MATERIAL PROVIDED:
_ _ _ _ _
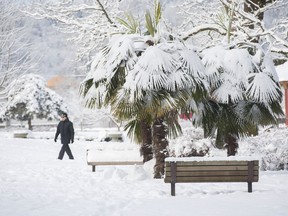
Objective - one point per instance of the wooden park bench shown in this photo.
(196, 170)
(20, 134)
(96, 157)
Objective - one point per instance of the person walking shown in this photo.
(66, 129)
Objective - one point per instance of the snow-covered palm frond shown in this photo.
(120, 52)
(228, 91)
(189, 73)
(212, 61)
(263, 89)
(152, 69)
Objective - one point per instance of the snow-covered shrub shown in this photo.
(190, 144)
(271, 145)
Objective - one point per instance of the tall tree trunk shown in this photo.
(251, 6)
(30, 124)
(146, 145)
(160, 144)
(231, 145)
(220, 139)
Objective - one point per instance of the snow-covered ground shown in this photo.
(34, 183)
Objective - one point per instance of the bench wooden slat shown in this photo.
(199, 179)
(211, 168)
(115, 163)
(211, 163)
(212, 173)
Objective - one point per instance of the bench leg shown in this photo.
(249, 187)
(173, 189)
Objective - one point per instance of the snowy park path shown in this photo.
(34, 182)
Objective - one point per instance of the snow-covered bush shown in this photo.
(29, 98)
(271, 145)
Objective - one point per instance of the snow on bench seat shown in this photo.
(113, 154)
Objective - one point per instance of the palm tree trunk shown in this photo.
(30, 124)
(160, 144)
(146, 146)
(231, 145)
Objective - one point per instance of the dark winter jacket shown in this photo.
(65, 128)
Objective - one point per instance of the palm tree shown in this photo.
(145, 79)
(244, 94)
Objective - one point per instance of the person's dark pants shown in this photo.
(65, 148)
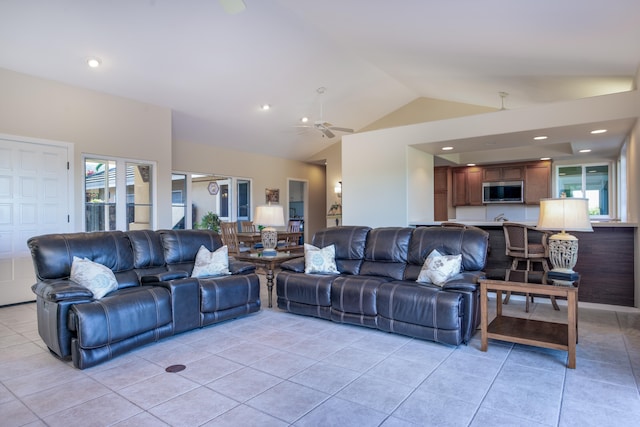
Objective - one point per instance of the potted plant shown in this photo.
(210, 221)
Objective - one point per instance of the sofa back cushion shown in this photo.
(349, 241)
(386, 252)
(52, 254)
(472, 243)
(181, 246)
(148, 253)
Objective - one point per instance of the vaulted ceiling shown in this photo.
(214, 69)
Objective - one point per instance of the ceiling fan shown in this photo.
(327, 128)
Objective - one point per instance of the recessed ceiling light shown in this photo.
(94, 62)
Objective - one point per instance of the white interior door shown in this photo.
(34, 200)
_ _ _ _ _
WHAT TO PRODUCE: Echo everything from the line containing "Objective - one point per instance of the white" down to the final line, keeping each one unchanged.

THE SOLUTION:
Objective - one point per instance of the white interior door shown in this photo.
(34, 200)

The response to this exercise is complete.